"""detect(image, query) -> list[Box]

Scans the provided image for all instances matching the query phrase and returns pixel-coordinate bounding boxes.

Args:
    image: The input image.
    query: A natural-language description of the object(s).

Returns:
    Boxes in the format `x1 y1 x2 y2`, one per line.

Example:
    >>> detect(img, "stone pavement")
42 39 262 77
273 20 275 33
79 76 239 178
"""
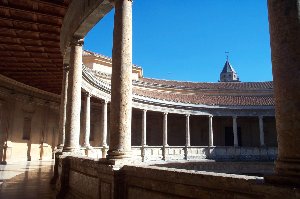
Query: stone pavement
0 161 55 199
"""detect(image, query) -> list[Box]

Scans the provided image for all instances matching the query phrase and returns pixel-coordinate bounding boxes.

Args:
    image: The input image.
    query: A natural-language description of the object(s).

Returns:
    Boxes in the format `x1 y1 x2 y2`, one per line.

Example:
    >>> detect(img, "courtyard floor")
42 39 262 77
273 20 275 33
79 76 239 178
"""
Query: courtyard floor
0 161 55 199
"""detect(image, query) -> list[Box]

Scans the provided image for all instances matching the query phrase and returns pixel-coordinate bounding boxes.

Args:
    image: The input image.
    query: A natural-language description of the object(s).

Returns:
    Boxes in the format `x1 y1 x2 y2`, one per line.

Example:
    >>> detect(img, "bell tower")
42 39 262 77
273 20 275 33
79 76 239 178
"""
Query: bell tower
220 54 240 82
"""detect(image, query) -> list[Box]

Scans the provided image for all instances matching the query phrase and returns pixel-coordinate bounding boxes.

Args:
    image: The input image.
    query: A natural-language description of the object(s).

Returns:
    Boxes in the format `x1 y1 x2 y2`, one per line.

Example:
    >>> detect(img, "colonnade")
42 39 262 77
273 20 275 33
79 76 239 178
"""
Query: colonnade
58 0 132 159
54 0 300 184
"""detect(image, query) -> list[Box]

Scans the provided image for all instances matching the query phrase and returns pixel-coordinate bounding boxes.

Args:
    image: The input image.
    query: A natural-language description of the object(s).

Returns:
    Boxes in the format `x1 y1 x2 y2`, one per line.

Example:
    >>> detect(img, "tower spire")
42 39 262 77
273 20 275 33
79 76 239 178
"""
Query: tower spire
225 51 229 62
220 51 240 82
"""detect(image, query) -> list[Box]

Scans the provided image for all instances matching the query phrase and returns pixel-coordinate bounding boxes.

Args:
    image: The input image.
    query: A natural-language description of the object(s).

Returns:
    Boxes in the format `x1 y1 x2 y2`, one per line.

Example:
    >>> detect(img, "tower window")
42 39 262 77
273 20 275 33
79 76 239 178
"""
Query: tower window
23 117 31 140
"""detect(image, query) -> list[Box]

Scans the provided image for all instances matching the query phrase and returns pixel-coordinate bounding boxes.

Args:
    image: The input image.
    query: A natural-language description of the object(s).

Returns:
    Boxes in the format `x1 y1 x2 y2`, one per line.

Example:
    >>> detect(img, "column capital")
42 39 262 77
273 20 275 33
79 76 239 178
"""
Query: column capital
83 92 92 97
63 64 70 72
70 37 84 46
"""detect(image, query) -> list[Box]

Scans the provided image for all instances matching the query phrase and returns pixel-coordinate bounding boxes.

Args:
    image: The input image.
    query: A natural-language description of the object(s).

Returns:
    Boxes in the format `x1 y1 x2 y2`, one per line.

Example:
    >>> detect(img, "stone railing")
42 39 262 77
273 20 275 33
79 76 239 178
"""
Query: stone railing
57 156 299 199
123 146 277 162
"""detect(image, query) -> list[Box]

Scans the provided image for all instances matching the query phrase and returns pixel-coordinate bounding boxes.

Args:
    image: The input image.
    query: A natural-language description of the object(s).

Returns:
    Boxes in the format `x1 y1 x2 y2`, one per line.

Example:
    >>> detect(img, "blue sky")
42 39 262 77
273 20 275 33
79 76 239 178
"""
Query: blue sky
84 0 272 82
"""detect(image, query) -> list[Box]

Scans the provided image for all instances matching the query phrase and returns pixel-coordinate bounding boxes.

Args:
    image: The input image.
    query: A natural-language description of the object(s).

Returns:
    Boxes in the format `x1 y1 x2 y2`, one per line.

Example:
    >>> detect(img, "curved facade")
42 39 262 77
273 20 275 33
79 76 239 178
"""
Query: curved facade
0 0 300 199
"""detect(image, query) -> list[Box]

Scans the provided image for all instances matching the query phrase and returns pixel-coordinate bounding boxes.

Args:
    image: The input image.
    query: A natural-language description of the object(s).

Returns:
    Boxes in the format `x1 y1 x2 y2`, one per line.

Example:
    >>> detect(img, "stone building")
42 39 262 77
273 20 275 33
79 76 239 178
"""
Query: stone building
0 0 300 198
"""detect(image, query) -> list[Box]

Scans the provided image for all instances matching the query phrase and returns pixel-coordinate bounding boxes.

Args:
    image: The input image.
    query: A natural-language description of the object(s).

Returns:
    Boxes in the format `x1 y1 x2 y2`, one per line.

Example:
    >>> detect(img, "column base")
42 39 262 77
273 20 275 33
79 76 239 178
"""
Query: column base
106 150 132 160
62 147 84 155
56 144 64 150
265 159 300 187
__________
● EXERCISE REQUIREMENTS
Please count the lines in the listing above that contain the string "courtyard" and reply with that number alone.

● WRITTEN ANSWER
2